UCLA

AbstractAs organisms age, they often experience declining health and an increased risk of debilitating diseases, ultimately leading to mortality. With the aging population growing rapidly in the United States and globally, medical expenditures for treating age-related conditions are skyrocketing. Decades of research into aging have accumulated vast knowledge, paving the way for the development of treatments and therapeutic strategies to combat these issues. The extraordinary findings have shown that aging processes can be regulated, as evidenced by model organisms whose lifespan has been doubled through specific gene mutations, offering promising avenues for controlling aging and associated diseases. Here we show that supplementation with the endogenous metabolite α-ketobutyrate (α-KB) prolongs the healthspans and lifespans of C. elegans and mice. Using an unbiased biochemical approach, drug affinity responsive target stability (DARTS), we identified microtubule-actin cross-linking factor (MACF1) protein to be the target of α-KB, as MACF1 exhibited resistance to proteolysis in the presence of α-KB. MACF1, a cytoskeletal linker protein critical for cellular and tissue integrity, has not previously been studied for its influence on longevity pathways. Our research revealed that α-KB's longevity effects require VAB-10, the worm ortholog of mammalian MACF1. Knockdown of VAB-10 via RNA interference increased the phosphorylation of AMP-activated protein kinase (AMPK), a sensor and regulator of cellular energy balance. We found that AMPK was also activated by α-KB treatment in wildtype animals. Furthermore, AMPK downstream effectors CRTC-1 and NHR-49 were found to be essential for lifespan extension by α-KB in this study. AMPK activation has been shown to preserve mitochondrial homeostasis during aging, and we found that α-KB treated worms had maintained youthful mitochondrial network during aging. α-KB’s longevity effect is abrogated by loss-of-function mutation of mitochondrial fusion component. These findings collectively propose a model wherein α-KB promotes longevity by modulating AMPK via VAB-10/MACF1 interaction. Crucially, our study demonstrated that α-KB prolonged the lifespan of aged male mice and enhanced the healthspan of both male and female mice. Our findings provide hope for developing therapeutic strategies that utilize endogenous metabolites to target longevity pathways linked to cellular energy metabolism and mitochondrial dynamics.

****************************************

In the abstract above, which protein was identified as the target of α-ketobutyrate using drug affinity responsive target stability (DARTS)?

▸ **Source data**:
****************************************

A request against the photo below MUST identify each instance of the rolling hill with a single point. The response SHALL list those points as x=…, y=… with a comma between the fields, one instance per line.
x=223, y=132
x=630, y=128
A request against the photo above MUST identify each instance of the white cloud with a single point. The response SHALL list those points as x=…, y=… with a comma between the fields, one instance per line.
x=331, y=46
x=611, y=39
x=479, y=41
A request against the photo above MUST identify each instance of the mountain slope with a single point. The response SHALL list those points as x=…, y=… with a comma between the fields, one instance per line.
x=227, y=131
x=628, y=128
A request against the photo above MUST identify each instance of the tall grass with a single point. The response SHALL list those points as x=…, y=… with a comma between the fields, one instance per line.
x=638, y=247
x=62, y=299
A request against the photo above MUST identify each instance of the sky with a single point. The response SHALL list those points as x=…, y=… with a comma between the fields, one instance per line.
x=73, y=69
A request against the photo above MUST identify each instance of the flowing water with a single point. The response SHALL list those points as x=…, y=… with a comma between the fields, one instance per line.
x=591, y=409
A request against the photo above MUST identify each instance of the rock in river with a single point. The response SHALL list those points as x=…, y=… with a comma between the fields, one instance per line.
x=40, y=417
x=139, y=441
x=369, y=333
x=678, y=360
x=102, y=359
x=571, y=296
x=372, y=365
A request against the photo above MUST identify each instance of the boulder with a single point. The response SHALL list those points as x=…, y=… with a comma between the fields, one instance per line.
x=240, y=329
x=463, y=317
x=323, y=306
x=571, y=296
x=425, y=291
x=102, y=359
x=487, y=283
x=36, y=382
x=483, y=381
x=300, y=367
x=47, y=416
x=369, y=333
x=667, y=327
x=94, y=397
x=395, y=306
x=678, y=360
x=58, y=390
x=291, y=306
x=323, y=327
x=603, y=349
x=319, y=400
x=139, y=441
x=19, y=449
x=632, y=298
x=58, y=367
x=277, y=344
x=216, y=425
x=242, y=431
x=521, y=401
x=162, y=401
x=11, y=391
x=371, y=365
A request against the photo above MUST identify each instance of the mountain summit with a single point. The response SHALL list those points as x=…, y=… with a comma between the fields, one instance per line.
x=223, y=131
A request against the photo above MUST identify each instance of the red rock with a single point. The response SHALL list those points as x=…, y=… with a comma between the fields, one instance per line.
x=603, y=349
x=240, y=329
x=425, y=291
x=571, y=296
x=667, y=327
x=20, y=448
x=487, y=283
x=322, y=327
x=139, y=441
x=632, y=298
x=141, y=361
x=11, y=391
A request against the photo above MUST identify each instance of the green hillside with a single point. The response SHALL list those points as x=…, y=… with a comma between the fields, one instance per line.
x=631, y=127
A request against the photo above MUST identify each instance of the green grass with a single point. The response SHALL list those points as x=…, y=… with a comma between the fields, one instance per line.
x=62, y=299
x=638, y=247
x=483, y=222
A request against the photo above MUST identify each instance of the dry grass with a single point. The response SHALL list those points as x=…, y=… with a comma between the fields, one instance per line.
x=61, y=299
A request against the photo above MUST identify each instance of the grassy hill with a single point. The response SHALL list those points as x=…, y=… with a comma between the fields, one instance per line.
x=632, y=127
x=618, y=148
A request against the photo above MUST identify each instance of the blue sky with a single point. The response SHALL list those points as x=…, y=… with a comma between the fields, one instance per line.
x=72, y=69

****************************************

▸ **Task solution**:
Microtubule-actin cross-linking factor (MACF1)